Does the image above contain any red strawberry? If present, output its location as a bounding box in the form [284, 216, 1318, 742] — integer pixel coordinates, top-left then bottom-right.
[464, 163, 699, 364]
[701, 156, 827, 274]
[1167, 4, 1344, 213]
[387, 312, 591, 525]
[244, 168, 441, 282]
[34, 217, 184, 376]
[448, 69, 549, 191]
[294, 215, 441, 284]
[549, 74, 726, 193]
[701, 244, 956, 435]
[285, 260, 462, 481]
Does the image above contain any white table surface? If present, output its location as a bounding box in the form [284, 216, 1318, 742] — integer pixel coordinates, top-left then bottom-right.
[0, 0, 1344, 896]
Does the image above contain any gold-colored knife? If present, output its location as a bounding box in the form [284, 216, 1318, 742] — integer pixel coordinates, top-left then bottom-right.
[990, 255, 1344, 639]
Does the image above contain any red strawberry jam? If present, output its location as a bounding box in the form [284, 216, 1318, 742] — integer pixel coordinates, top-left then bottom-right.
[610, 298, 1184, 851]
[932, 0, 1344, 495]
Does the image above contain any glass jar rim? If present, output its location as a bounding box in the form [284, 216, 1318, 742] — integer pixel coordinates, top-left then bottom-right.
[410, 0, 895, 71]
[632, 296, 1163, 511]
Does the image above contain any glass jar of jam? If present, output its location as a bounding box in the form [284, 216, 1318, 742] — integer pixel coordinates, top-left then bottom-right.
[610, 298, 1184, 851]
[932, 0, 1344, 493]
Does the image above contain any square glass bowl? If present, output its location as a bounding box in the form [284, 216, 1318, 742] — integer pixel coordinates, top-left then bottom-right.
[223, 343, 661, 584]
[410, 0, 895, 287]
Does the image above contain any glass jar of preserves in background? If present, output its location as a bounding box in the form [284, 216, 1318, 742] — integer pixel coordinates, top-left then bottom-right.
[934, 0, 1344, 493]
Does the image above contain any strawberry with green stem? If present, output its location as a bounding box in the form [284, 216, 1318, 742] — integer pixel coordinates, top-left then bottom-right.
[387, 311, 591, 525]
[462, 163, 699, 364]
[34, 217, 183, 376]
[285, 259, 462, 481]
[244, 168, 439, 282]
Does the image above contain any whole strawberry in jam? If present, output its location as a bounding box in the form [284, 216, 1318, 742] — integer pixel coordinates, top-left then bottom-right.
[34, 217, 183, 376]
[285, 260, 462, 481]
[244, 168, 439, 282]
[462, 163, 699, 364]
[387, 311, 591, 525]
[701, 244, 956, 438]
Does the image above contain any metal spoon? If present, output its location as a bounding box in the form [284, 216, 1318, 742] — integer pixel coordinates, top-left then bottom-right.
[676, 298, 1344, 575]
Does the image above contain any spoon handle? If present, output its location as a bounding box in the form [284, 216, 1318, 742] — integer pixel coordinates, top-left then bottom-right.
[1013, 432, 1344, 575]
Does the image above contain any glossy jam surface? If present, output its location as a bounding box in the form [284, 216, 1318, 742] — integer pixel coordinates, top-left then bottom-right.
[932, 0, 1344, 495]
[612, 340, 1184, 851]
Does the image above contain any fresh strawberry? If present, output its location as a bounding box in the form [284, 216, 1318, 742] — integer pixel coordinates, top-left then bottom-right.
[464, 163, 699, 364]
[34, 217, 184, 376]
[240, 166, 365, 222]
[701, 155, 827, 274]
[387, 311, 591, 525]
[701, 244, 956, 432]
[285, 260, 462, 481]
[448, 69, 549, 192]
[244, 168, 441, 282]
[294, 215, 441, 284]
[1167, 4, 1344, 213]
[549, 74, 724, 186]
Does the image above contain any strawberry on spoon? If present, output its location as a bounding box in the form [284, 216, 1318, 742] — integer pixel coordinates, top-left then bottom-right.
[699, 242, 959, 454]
---
STATED EXERCISE: Copy the listing above, substituting "rectangle" for every occurrence of "bounding box" and leaving everything else unchanged.

WORKED ANSWER:
Does the image above contain any red strawberry? If present, output its location as a rectangle in the form [284, 216, 1318, 742] — integer pixel coordinates, top-left then bottom-right.
[464, 163, 699, 364]
[701, 156, 827, 274]
[1167, 4, 1344, 213]
[387, 312, 591, 525]
[244, 168, 441, 282]
[34, 217, 184, 376]
[448, 69, 549, 191]
[294, 215, 441, 284]
[549, 74, 726, 193]
[701, 244, 956, 435]
[285, 260, 462, 481]
Does the image above contain any white table surface? If present, output its location as a rectangle in the form [284, 216, 1318, 742] — integer pixel coordinates, top-left then bottom-right.
[0, 0, 1344, 896]
Does the image above contain any gold-colored knife? If present, output its location as a rectangle in the form [284, 216, 1318, 742] — integer pixel coordinates, top-left then bottom-right.
[990, 255, 1344, 639]
Does the image above contain any red strawberry jam? If present, output its location as a rectangle in the form [284, 216, 1318, 742] — integer pixel coordinates, top-left then bottom-right.
[610, 298, 1184, 851]
[932, 0, 1344, 495]
Does the image above contain any glass jar rim? If present, output its location as a rectangle in the form [284, 216, 1318, 742] — integer pixel coordinates, top-left then bottom-right.
[410, 0, 895, 71]
[632, 296, 1163, 511]
Does the image above contain any glass jar of jam? If present, output its location as a rectangle in the form [284, 216, 1318, 742] — integer pixel coordinates, top-left then bottom-right.
[610, 298, 1184, 851]
[932, 0, 1344, 493]
Does the image above contain any square glass bowl? If present, output its location as a rectangle in the form [284, 216, 1318, 742] — integer pixel coordinates, top-left then bottom-right.
[223, 343, 661, 584]
[410, 0, 895, 287]
Does the image above contain any glass jar of preserves in background? If present, output its location as a rectangle in the form [284, 216, 1318, 742] — integer pixel coordinates, top-left then bottom-right.
[934, 0, 1344, 493]
Does the image above contain any strawberry with green stem? If present, output its location as a rectangle in the form [284, 216, 1318, 742] — integer pixel coordinates, top-left then bottom-right.
[387, 311, 591, 525]
[462, 163, 699, 364]
[34, 217, 183, 376]
[285, 259, 462, 481]
[244, 168, 439, 282]
Does the image above contain any whole strawberry in jam? If present, output its location as a rectangle in the form [284, 216, 1318, 742] — integer pixel coordinates, top-left then bottom-right.
[34, 217, 183, 376]
[285, 260, 462, 481]
[244, 168, 439, 282]
[462, 163, 699, 364]
[387, 311, 591, 525]
[701, 244, 956, 438]
Does the image above contain any metal spoon? If present, output its location as a rectangle in the form [284, 216, 1318, 742] — integer pixel coordinates, top-left then bottom-right.
[676, 298, 1344, 575]
Does the image above contain any spoon handle? If present, output its location as a rectangle in the form [284, 216, 1318, 742] — integer pixel coordinates, top-left then bottom-right.
[1013, 432, 1344, 575]
Does the image above contain any glossy jam surface? If present, output its location as a rectangle in the form [284, 216, 1318, 742] — integer pixel coordinates, top-left then bottom-right.
[932, 0, 1344, 495]
[612, 340, 1184, 851]
Does the image above contain any fresh strawberry? If present, output its location as a rectangle in the form [284, 216, 1318, 742] — integer pixel coordinates, top-left then bottom-right.
[464, 163, 699, 364]
[34, 217, 184, 376]
[240, 166, 365, 222]
[701, 155, 827, 274]
[387, 311, 591, 525]
[701, 244, 956, 432]
[285, 260, 462, 481]
[448, 69, 549, 192]
[244, 168, 441, 282]
[294, 215, 441, 284]
[1167, 4, 1344, 213]
[549, 74, 724, 186]
Does the image above contain any strawberry on spoon? If present, output its location as a rectangle in the form [284, 216, 1318, 742] — integer pixel coordinates, top-left then bottom-right.
[699, 242, 959, 454]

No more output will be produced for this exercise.